■ Dataset:
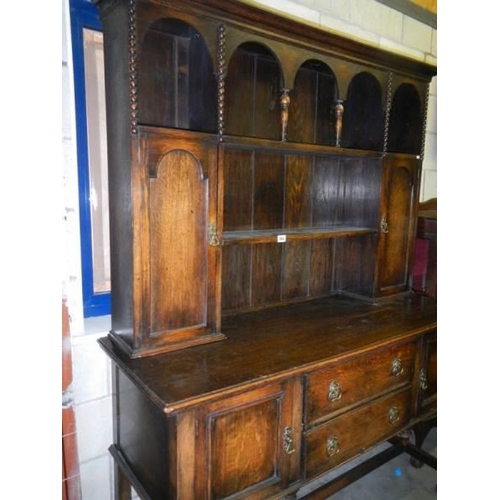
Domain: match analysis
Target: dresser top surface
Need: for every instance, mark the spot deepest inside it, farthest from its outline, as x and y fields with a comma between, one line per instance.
x=273, y=343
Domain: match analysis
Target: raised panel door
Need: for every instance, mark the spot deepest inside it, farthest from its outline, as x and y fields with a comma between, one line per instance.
x=397, y=224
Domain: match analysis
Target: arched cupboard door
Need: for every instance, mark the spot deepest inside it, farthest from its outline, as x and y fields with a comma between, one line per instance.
x=312, y=104
x=397, y=223
x=176, y=79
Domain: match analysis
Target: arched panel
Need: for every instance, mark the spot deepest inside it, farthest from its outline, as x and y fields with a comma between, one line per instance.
x=253, y=88
x=312, y=104
x=178, y=244
x=406, y=121
x=176, y=78
x=363, y=121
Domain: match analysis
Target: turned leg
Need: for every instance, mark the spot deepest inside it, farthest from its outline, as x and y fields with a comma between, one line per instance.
x=421, y=431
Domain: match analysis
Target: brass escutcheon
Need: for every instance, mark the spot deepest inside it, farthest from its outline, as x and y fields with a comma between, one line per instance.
x=422, y=378
x=288, y=441
x=334, y=391
x=332, y=446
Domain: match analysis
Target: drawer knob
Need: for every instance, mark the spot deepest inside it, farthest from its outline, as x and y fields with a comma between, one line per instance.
x=332, y=446
x=393, y=415
x=288, y=441
x=396, y=367
x=334, y=391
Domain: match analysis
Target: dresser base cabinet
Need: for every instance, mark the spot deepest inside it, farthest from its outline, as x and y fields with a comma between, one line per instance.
x=264, y=178
x=233, y=420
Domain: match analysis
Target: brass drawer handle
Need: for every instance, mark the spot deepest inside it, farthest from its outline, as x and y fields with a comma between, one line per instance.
x=288, y=441
x=396, y=367
x=332, y=446
x=213, y=240
x=384, y=225
x=393, y=415
x=422, y=378
x=334, y=391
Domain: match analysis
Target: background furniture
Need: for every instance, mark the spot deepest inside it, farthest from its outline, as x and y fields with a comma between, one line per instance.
x=264, y=179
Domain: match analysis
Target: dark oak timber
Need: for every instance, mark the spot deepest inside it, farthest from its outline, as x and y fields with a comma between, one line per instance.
x=264, y=184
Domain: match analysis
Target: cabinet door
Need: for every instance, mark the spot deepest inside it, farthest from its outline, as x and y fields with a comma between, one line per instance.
x=252, y=443
x=397, y=223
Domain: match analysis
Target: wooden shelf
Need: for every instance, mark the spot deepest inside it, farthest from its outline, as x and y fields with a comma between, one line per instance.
x=292, y=234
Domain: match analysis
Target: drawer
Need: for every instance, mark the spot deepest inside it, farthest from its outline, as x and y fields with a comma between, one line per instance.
x=350, y=434
x=345, y=384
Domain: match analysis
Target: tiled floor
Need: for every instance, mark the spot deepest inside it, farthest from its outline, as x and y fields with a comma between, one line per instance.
x=395, y=480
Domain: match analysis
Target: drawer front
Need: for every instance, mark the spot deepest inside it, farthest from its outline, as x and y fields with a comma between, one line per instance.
x=350, y=434
x=428, y=376
x=350, y=383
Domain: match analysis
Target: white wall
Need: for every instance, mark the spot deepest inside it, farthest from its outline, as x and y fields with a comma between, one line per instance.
x=365, y=20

■ Problem: Please find, in the entries above, every line where "brass" occurs, and copy it.

■ Answer below:
Target: brass escutcheon
Target: brass drawer handle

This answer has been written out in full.